Unabhängiger Verwaltungssenat
des Landes Oberösterreich
FAQs| Sitemap| Weblinks

VwSen-390318/2/Gf/Rt

Linz, 14.06.2012

 

 

 

E R K E N N T N I S

 

 

 

Der Unabhängige Verwaltungssenat des Landes Oberösterreich erkennt durch sein Mitglied Dr. Gróf über die Berufung des U W, vertreten durch die RAe Dr. J D, gegen das aus Anlass einer Übertretung des Telekommunikationsgesetzes erlassene Straferkenntnis des Fernmeldebüros für Oberösterreich und Salzburg vom 14. Oktober 2011, Zl. BMVIT-635540/0385/11, zu Recht:

 

I. Der Berufung wird stattgegeben, das angefochtene Straferkenntnis aufgehoben und das Verwaltungsstrafverfahren eingestellt.

II. Der Berufungswerber hat weder einen Beitrag zu den Kosten des Strafverfahrens vor der belangten Behörde noch einen Kostenbeitrag für das Verfahren vor dem Oö. Verwaltungssenat zu leisten.

 

Rechtsgrundlagen:

§ 24 VStG i.V.m. § 66 Abs. 4 AVG; § 45 Abs. 1 Z. 1 VStG; § 66 Abs. 1 VStG.

 

 

 

 

Entscheidungsgründe:

 

 

1.1. Mit Straferkenntnis des Fernmeldebüros für Oberösterreich und Salzburg vom 14. Oktober 2011, Zl. BMVIT-635540/0385/11, wurde über den Beschwerdeführer eine Geldstrafe in Höhe von 370 Euro (Ersatzfreiheitsstrafe: 12 Stunden; Verfahrenskostenbeitrag: 37 Euro; zu zahlender Gesamtbetrag: 407 Euro) verhängt, weil er es als Geschäftsführer einer GmbH zu vertreten habe, dass von dieser am 30. März 2011 um 12:11 Uhr ein Anruf zu Werbezwecken bei einer Dritten ohne deren vorangehender Einwilligung durchgeführt worden sei. Dadurch habe er eine Übertretung des § 107 Abs. 1 des Telekommunikationsgesetzes, BGBl.Nr. I 70/2003, in der hier maßgeblichen Fassung BGBl.Nr. I 65/2009 (im Folgenden: TKG), begangen, weshalb er nach § 109 Abs. 3 Z. 19 TKG zu bestrafen gewesen sei.

### Auflistung
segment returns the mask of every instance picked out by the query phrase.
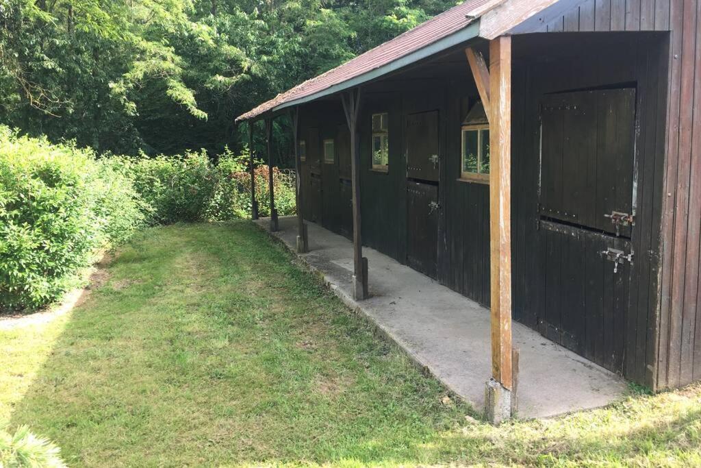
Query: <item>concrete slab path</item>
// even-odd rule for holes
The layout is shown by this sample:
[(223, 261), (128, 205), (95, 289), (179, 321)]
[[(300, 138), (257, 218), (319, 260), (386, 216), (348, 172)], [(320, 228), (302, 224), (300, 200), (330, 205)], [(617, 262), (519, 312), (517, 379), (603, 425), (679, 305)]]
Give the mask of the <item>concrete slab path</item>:
[[(269, 220), (259, 220), (265, 229)], [(280, 218), (273, 233), (291, 249), (297, 219)], [(451, 391), (484, 410), (491, 375), (489, 311), (437, 281), (369, 248), (371, 297), (352, 295), (353, 243), (308, 223), (308, 253), (301, 257), (324, 275), (333, 290), (364, 314)], [(513, 343), (520, 349), (519, 417), (544, 417), (607, 405), (627, 391), (620, 377), (547, 340), (517, 322)]]

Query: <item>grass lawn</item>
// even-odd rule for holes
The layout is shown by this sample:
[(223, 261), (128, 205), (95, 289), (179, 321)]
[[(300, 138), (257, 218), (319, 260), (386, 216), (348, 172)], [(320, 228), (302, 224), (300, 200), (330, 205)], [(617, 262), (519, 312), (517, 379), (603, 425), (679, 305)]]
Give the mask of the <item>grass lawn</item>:
[(701, 386), (493, 427), (247, 222), (149, 229), (103, 276), (0, 331), (0, 424), (70, 466), (701, 465)]

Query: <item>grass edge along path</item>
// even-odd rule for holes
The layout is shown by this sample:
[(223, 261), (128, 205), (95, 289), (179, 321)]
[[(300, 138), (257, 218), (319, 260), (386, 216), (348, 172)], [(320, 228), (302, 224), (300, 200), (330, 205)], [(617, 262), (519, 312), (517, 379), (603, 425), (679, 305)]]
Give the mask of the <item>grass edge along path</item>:
[(701, 464), (699, 386), (493, 427), (248, 222), (146, 230), (107, 272), (0, 332), (0, 421), (70, 466)]

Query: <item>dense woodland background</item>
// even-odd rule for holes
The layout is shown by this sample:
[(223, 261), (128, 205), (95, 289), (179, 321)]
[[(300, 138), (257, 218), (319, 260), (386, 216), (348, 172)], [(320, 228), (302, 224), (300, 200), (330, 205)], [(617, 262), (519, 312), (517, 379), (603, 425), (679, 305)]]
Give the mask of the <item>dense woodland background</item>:
[(454, 4), (0, 0), (0, 123), (98, 153), (216, 158), (245, 145), (238, 115)]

### Aufgabenstellung 1
Gib aus dem Erkenntnis des Verwaltungssenats den Abschnitt wortgetreu wieder, beginnend mit „E R K E N N“ und fortlaufend bis einschließlich „das Verwaltungsstrafverfahren eingestellt.“.
### Aufgabenstellung 2
Führe das Erkenntnis des Verwaltungssenats im Anschluss an seinen letzten Satz weiter.

### Lösung 1
E R K E N N T N I S

 

 

 

Der Unabhängige Verwaltungssenat des Landes Oberösterreich erkennt durch sein Mitglied Dr. Gróf über die Berufung des U W, vertreten durch die RAe Dr. J D, gegen das aus Anlass einer Übertretung des Telekommunikationsgesetzes erlassene Straferkenntnis des Fernmeldebüros für Oberösterreich und Salzburg vom 14. Oktober 2011, Zl. BMVIT-635540/0385/11, zu Recht:

 

I. Der Berufung wird stattgegeben, das angefochtene Straferkenntnis aufgehoben und das Verwaltungsstrafverfahren eingestellt.

### Lösung 2
Begründend wurde dazu im Wesentlichen ausgeführt, dass jene von der GmbH des Beschwerdeführers kontaktierte Dritte deshalb Anzeige erstattet habe, weil sie zu dem deren Teilnahme an einem Gewinnspiel intendierenden Werbeanruf keinesfalls ihre vorherige Zustimmung erteilt habe.

 

Da die GmbH des Rechtsmittelwerbers den diesbezüglichen Datensatz von einem ausländischen Unternehmen offensichtlich ohne nähere Vergewisserung über das tatsächliche Vorliegen der gesetzlich erforderlichen Einwilligung angekauft habe, liege sohin zumindest fahrlässiges und damit auch schuldhaftes Handeln vor.

 

Im Zuge der Strafbemessung sei sein Geständnis als mildernd, eine wegen einer gleichartigen Gesetzesverletzung bereits erteilte Ermahnung hingegen als erschwerend zu berücksichtigen gewesen. Die vom Beschwerdeführer angegebenen Einkommens-, Vermögens- und Familienverhältnisse seien entsprechend berücksichtigt worden.

 

1.2. Gegen dieses ihm am 19. Oktober 2011 zugestellte Straferkenntnis richtet sich die vorliegende, am 28. Oktober 2012 – und damit rechtzeitig – zur Post gegebene Berufung.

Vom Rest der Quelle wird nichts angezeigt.